■ **Required actions**
1: In the co-sleeping thread, why wouldn't the side rail fit on the bed?
2: Do these statements agree with the co-sleeping thread? Answer yes or no for each, quoting the deciding words. (a) The baby got over a pillow and fell off the bed. (b) The parents go to sleep at about 7:30 p.m. (c) The baby was hurt in the fall.

>> start Selected excerpt

# How do I safely co-sleep with crawling 9 month old?



## flower (Mar 12, 2003)

Hi everyone,

I need some help!

We've been happily co-sleeping with our 9 month old since birth. I was blessed with a good sleeper this time around and love the closeness of nursing him to sleep and cuddling with him thoughout the night.

What I do is nurse him to sleep around 7:30p and put pillows on each side of the bed so he won't roll off. We join him to sleep around 11p ...the other night he managed to roll on top of the pillow and fell off the bed! We have a low bed and thick carpeting so thankfully he was ok but I felt awful. The next day I went and bought a side rail but it won't fit on our bed because we have a platform bed with only one mattress.

He just started crawling and is waking up crying on all fours. I am terrified that he will fall off again.

I've thought of simple solutions like moving one side of the bed against the wall or taking the bed apart and just sleeping on the floor. Both are feasible but how do I keep him in the bed even if it's just a mattress on the floor? He is VERY active and isn't the kind to sit still. I can just picture him sitting up and rolling off the mattress.

>> end Selected excerpt
>> start Given entries

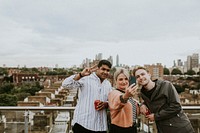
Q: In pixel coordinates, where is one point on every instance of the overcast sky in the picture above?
(65, 32)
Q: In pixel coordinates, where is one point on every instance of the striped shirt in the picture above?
(91, 89)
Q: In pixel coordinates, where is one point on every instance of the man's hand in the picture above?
(102, 105)
(150, 117)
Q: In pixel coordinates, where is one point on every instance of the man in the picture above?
(162, 100)
(93, 86)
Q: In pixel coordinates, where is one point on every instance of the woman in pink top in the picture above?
(123, 108)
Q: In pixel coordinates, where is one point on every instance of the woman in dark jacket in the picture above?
(161, 98)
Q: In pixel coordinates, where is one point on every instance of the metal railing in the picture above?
(27, 121)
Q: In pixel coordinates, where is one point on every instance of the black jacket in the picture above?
(168, 113)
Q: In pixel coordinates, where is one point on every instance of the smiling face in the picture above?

>> end Given entries

■ **Task-by-task answers**
1: Because they have a platform bed with only one mattress.

2:
(a) Yes: "he managed to roll on top of the pillow and fell off the bed!"
(b) No: "We join him to sleep around 11p"
(c) No: "thankfully he was ok"